++++ Estratto del documento

Basti pensare alla specificità e al pregio di tanti prodotti agricoli, alle eccezionali attrattive delle località marittime, ai borghi ricchi di storia, alle città celebri per la loro unicità e bellezza, ai tanti paesaggi appenninici ricchi di straordinaria vegetazione mediterranea.

In sostanza cosa è che non funziona nelle province del Sud ? La domanda si ricollega alle considerazioni – pienamente condivisibili – che, in epoca non sospetta, Robert Putnam, della Harvard University, pose a fondamento della sua ricerca sulla “Tradizione civica delle regioni italiane”.

Occorre un impegno corale. Occorre rinunciare alla difesa del “particulare”; bisogna favorire la crescita culturale, per diffondere la consapevolezza piena dei propri doveri, prima ancora dei diritti.

Bisogna mettere a fuoco le cause delle inadeguatezze e dei disorientamenti che connotano tale insoddisfacente situazione, giovandosi anche delle chiare, concrete valutazioni del Presidente della Federazione Italiana Dottori in Scienze Agrarie e Forestali, Andrea Sonnino (cfr. AgriCulture  del 1° aprile 2020 “Tre considerazioni sull’epidemia di Covid-19”).

Il Sud ha sicuramente prospettive di sviluppo non inferiori a quelle di altre aree, ma non dispone di adeguata capacità di realizzarle, nonostante sussistano tutte le condizioni essenziali, da quelle umane a quelle ambientali ed economiche – agricoltura e turismo innanzitutto – con potenzialità enormi.

Ma, allora, come si spiega il paradosso?

Nel Mezzogiorno – nessuna provincia, ormai, ne è totalmente indenne – fitte reti clientelari trasformano le opportunità economico-sociali in affannosi baratti: voti in cambio di favori personali o di appalti, in ragione del numero degli elettori controllati.

Mortificato così l’impegno civico, il Mezzogiorno è dominato da Amministrazioni locali inadeguate e da una pletora di enti inutili, che hanno alimentato clientelismo sfrenato, familismo amorale, criminalità, crisi economica, sfascio sociale.

++++++++

Nell'estratto sul Sud, quali due settori economici vengono nominati "innanzitutto" tra le condizioni con potenzialità enormi?

++++ Voci fornite

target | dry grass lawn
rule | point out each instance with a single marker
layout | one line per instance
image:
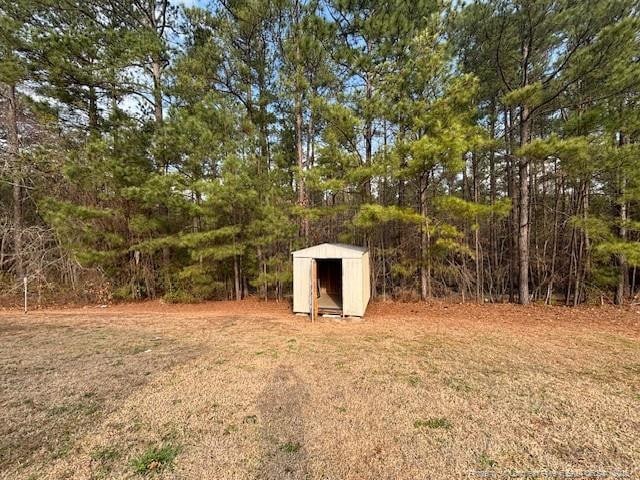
(249, 391)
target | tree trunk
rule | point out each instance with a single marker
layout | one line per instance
(623, 267)
(302, 199)
(236, 277)
(13, 147)
(523, 212)
(425, 261)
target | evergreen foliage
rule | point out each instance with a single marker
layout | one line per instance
(486, 149)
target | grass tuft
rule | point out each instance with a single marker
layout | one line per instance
(106, 454)
(155, 459)
(433, 423)
(290, 447)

++++++++

▶ **Risposta al compito**
Agricoltura e turismo.